#### Stated task:
Repeat the listing in full, preserving every character.
::: Records for the task
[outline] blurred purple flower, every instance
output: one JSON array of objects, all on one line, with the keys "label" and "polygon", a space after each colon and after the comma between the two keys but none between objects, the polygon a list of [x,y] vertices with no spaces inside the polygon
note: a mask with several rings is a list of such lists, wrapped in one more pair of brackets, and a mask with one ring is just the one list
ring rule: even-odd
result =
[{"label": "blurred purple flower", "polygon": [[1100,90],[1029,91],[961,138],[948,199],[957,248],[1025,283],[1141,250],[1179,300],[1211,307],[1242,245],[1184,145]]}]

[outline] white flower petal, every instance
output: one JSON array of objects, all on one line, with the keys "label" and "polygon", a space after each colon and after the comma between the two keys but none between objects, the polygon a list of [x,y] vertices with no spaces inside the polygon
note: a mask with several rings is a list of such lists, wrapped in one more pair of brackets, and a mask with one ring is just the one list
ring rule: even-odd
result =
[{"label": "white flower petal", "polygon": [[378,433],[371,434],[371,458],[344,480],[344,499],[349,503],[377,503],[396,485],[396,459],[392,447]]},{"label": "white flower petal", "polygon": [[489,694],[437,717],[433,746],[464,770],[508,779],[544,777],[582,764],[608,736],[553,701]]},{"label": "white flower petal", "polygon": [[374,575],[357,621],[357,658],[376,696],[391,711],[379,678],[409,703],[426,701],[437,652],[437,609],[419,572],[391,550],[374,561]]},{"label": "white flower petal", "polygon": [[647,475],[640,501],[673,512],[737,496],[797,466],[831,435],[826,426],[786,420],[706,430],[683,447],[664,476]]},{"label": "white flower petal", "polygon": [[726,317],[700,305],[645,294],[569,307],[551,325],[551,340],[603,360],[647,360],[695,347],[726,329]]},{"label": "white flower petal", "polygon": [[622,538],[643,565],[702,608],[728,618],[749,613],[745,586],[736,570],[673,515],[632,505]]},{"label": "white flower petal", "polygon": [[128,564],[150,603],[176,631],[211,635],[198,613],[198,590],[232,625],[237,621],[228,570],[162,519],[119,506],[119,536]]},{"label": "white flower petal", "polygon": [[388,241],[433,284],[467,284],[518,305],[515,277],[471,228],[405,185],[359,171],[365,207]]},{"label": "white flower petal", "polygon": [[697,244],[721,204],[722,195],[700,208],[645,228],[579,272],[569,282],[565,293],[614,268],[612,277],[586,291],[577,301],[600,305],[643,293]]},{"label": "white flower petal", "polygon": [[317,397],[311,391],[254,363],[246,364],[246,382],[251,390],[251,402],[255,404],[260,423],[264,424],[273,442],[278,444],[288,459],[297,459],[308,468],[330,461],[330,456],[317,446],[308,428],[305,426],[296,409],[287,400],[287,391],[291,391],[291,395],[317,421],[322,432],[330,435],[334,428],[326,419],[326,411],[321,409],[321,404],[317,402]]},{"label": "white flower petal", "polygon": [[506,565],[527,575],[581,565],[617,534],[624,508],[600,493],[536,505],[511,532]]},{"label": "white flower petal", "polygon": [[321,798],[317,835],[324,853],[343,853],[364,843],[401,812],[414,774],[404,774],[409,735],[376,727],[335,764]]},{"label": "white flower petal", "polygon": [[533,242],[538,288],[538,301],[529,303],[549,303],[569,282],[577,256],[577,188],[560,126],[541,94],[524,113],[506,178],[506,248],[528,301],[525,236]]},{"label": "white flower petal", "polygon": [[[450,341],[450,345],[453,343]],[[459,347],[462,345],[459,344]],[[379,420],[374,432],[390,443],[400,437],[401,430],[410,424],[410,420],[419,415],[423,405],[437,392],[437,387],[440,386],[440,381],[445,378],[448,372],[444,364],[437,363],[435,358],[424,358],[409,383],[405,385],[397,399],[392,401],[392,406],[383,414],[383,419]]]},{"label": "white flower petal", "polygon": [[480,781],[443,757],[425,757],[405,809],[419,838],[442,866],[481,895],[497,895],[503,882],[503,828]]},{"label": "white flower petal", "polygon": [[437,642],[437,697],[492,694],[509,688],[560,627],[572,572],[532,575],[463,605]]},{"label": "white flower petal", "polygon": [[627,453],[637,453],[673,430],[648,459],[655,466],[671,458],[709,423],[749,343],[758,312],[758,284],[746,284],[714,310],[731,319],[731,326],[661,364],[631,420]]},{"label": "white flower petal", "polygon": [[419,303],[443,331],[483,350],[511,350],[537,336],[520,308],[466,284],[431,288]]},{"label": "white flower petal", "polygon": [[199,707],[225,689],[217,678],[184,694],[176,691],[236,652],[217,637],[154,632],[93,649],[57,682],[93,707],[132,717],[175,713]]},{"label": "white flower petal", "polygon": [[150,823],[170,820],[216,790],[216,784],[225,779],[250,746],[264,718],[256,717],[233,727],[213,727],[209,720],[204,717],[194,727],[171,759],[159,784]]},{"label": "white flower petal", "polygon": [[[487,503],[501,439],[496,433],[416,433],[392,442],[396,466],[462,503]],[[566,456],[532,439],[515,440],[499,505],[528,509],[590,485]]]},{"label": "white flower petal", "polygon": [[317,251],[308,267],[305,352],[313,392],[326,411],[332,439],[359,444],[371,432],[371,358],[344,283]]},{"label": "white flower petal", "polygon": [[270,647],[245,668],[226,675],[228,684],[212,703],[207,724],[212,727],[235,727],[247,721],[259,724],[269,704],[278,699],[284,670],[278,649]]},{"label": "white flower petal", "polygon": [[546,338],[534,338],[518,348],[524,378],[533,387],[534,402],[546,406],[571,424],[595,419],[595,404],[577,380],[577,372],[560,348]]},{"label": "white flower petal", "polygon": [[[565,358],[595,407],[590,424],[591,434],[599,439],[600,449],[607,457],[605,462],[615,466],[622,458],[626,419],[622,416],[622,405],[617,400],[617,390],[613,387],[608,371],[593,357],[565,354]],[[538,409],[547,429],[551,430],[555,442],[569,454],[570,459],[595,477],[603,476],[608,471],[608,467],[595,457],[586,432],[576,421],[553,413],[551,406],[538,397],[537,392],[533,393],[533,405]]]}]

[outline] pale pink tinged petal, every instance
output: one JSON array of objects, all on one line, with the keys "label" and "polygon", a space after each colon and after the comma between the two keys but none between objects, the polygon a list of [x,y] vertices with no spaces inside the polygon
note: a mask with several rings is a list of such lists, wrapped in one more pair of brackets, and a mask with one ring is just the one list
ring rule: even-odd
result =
::::::
#### Answer to the task:
[outline] blurred purple flower, every instance
output: one JSON array of objects, all on one line, with the keys "label" and "polygon", a space after each colon and after the comma between the two keys but none between objects, the polygon a list of [x,y] vertices with no spaces inside the polygon
note: a mask with several rings is a list of such lists, wrapped in one more pair of brackets, and a mask with one ring is just the one list
ring rule: even-odd
result =
[{"label": "blurred purple flower", "polygon": [[1100,90],[1029,91],[961,138],[948,199],[957,248],[1025,283],[1141,250],[1179,300],[1211,307],[1242,245],[1184,145]]}]

[outline] white flower petal, every instance
output: one JSON array of objects, all on one line, with the keys "label" and "polygon", a space after each colon and after the comma between the two keys but none between objects, the polygon a list of [x,y] vertices with no spaces inside the polygon
note: a mask with several rings is a list of such lists, wrapped in one more pair of brackets, and a mask with one ring is just the one list
ring rule: even-odd
result =
[{"label": "white flower petal", "polygon": [[378,433],[371,434],[371,458],[344,480],[344,499],[349,503],[377,503],[396,485],[396,459],[392,447]]},{"label": "white flower petal", "polygon": [[489,694],[437,717],[433,746],[464,770],[508,779],[544,777],[582,764],[608,736],[553,701]]},{"label": "white flower petal", "polygon": [[374,575],[357,621],[357,658],[376,696],[391,711],[379,678],[409,703],[426,701],[437,652],[437,609],[419,572],[391,550],[374,561]]},{"label": "white flower petal", "polygon": [[647,475],[640,501],[673,512],[737,496],[797,466],[831,435],[826,426],[786,420],[706,430],[683,447],[664,476]]},{"label": "white flower petal", "polygon": [[726,317],[700,305],[645,294],[569,307],[551,325],[551,340],[603,360],[647,360],[695,347],[726,329]]},{"label": "white flower petal", "polygon": [[622,538],[643,565],[702,608],[728,618],[749,613],[745,586],[736,570],[673,515],[632,505]]},{"label": "white flower petal", "polygon": [[128,564],[150,603],[176,631],[211,635],[198,613],[198,590],[232,625],[237,621],[228,570],[162,519],[119,506],[119,536]]},{"label": "white flower petal", "polygon": [[388,241],[433,284],[467,284],[518,305],[515,277],[471,228],[405,185],[359,171],[365,207]]},{"label": "white flower petal", "polygon": [[697,244],[721,204],[722,195],[700,208],[645,228],[579,272],[569,282],[565,293],[614,268],[612,277],[586,291],[577,301],[600,305],[643,293]]},{"label": "white flower petal", "polygon": [[317,397],[311,391],[254,363],[246,364],[246,382],[251,390],[251,402],[255,404],[260,423],[264,424],[273,442],[278,444],[288,459],[297,459],[308,468],[330,461],[330,456],[317,446],[308,428],[305,426],[296,409],[287,400],[287,391],[291,391],[291,395],[317,421],[322,432],[330,435],[334,428],[326,419],[326,411],[321,409],[321,404],[317,402]]},{"label": "white flower petal", "polygon": [[506,565],[527,575],[581,565],[617,534],[624,508],[600,493],[536,505],[511,532]]},{"label": "white flower petal", "polygon": [[321,798],[317,835],[324,853],[343,853],[364,843],[401,812],[414,774],[404,774],[409,735],[376,727],[335,764]]},{"label": "white flower petal", "polygon": [[533,242],[538,288],[538,301],[529,303],[549,303],[569,282],[577,256],[577,188],[560,126],[541,94],[524,113],[506,178],[506,248],[528,301],[525,236]]},{"label": "white flower petal", "polygon": [[[450,341],[450,345],[453,343]],[[459,347],[462,345],[459,344]],[[379,420],[374,432],[390,443],[400,437],[401,430],[410,424],[410,420],[419,415],[423,405],[437,392],[437,387],[440,386],[440,381],[445,378],[448,372],[444,364],[437,363],[435,358],[424,358],[409,383],[405,385],[397,399],[392,401],[392,406],[383,414],[383,419]]]},{"label": "white flower petal", "polygon": [[480,781],[443,757],[425,757],[405,809],[419,838],[442,866],[481,895],[497,895],[503,882],[503,828]]},{"label": "white flower petal", "polygon": [[437,642],[437,697],[492,694],[509,688],[560,627],[572,572],[532,575],[463,605]]},{"label": "white flower petal", "polygon": [[627,453],[637,453],[673,430],[648,459],[655,466],[671,458],[709,423],[749,343],[758,312],[758,284],[746,284],[714,310],[731,319],[731,326],[661,364],[631,420]]},{"label": "white flower petal", "polygon": [[419,303],[443,331],[483,350],[511,350],[537,336],[520,308],[466,284],[431,288]]},{"label": "white flower petal", "polygon": [[199,707],[225,689],[217,678],[184,694],[176,691],[236,652],[217,637],[154,632],[93,649],[57,682],[93,707],[132,717],[175,713]]},{"label": "white flower petal", "polygon": [[150,823],[170,820],[216,790],[216,784],[225,779],[250,746],[264,718],[256,717],[233,727],[213,727],[209,720],[204,717],[194,727],[171,759],[159,784]]},{"label": "white flower petal", "polygon": [[[487,503],[501,439],[496,433],[416,433],[392,442],[396,466],[462,503]],[[566,456],[532,439],[515,440],[499,505],[528,509],[590,485]]]},{"label": "white flower petal", "polygon": [[317,251],[308,267],[305,352],[313,392],[326,411],[332,439],[359,444],[371,432],[371,358],[344,283]]},{"label": "white flower petal", "polygon": [[270,647],[245,668],[226,675],[228,684],[212,703],[207,724],[212,727],[235,727],[247,721],[259,724],[269,704],[278,699],[284,670],[278,649]]},{"label": "white flower petal", "polygon": [[546,338],[534,338],[518,348],[524,378],[533,387],[534,402],[546,406],[571,424],[595,419],[595,404],[577,380],[577,372],[560,348]]},{"label": "white flower petal", "polygon": [[[565,358],[595,407],[590,424],[591,434],[599,439],[600,449],[607,457],[605,462],[615,466],[622,458],[626,419],[622,416],[622,405],[617,400],[617,390],[613,387],[608,371],[593,357],[565,354]],[[538,409],[547,429],[551,430],[555,442],[569,454],[570,459],[595,477],[603,476],[608,471],[608,467],[595,457],[586,432],[576,421],[553,413],[551,406],[538,397],[537,392],[533,393],[533,405]]]}]

[outline] pale pink tinged petal, every instance
output: one JSON array of objects, all on one line, with the keys "label" and "polygon", a space after each colon and after the comma between the two keys but none between objects, the polygon a list of [x,y] vertices with no spaces inside the polygon
note: a mask with several rings is a list of such lists, wrapped in one more pair of brackets, and a mask with one ring is just the one list
ring rule: even-odd
result =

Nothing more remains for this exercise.